__Task objective__
Write out the part of the comment thread below that begins with the words "Why did Bush want" and ends after the words "ANY THING ELSE.", keeping it word for word.

__Provided passage__
Remember, Dubya didn't even know the difference between Sunni and Shiite until well after "Mission Accomplished".
Me_again wrote on September 5, 2007 12:10 AM:Maybe Iran is an anti-Western oil contractor country?
I mean, exactly what is "our vital national interest" in the region?
Why did Bush want Richard Clarke to lie and say that 9/11 was caused by Saddam?
Why did Bush say there was a energy crisis when there was not one?
What is the PNAC?
This war is about OIL - it has never been about ANY THING ELSE.
Iran’s President Mahmoud Ahmadinejad made clear at the conference that Tehran was prepared to join the club, which would see the world’s first, second and fourth largest gas producers form a powerful bloc, potentially ranged against Western interests.

__Data provided__
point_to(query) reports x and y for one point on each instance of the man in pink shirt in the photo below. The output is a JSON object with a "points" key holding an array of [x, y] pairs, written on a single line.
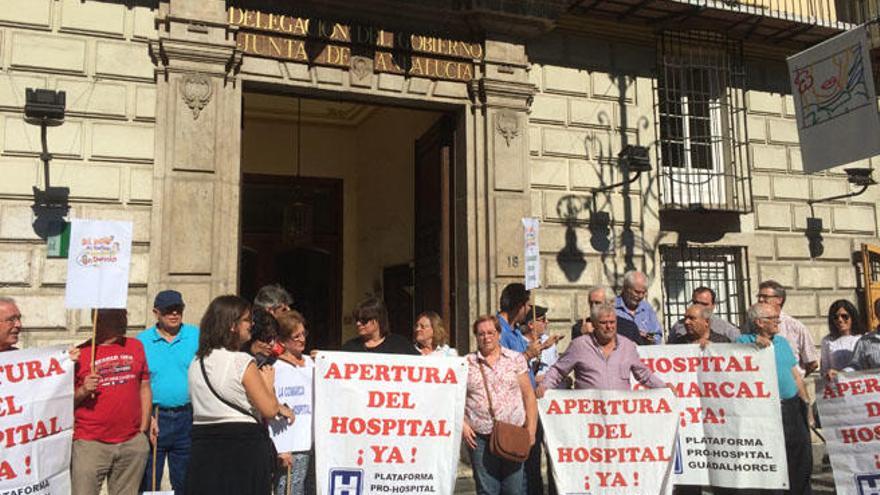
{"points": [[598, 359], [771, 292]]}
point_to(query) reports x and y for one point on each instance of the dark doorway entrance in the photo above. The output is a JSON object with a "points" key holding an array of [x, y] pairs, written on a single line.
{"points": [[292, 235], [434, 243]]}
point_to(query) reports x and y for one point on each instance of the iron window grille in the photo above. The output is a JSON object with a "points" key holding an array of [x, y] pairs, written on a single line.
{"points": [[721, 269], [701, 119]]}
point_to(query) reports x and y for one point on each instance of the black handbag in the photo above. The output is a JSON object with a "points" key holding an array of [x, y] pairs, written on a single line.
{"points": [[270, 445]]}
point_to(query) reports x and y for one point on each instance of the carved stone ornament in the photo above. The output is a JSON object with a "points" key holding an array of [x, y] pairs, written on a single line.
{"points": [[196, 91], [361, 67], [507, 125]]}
--
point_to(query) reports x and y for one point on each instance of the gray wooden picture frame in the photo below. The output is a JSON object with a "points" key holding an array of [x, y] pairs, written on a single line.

__Task answer__
Why did Bush want Richard Clarke to lie and say that 9/11 was caused by Saddam?
Why did Bush say there was a energy crisis when there was not one?
What is the PNAC?
This war is about OIL - it has never been about ANY THING ELSE.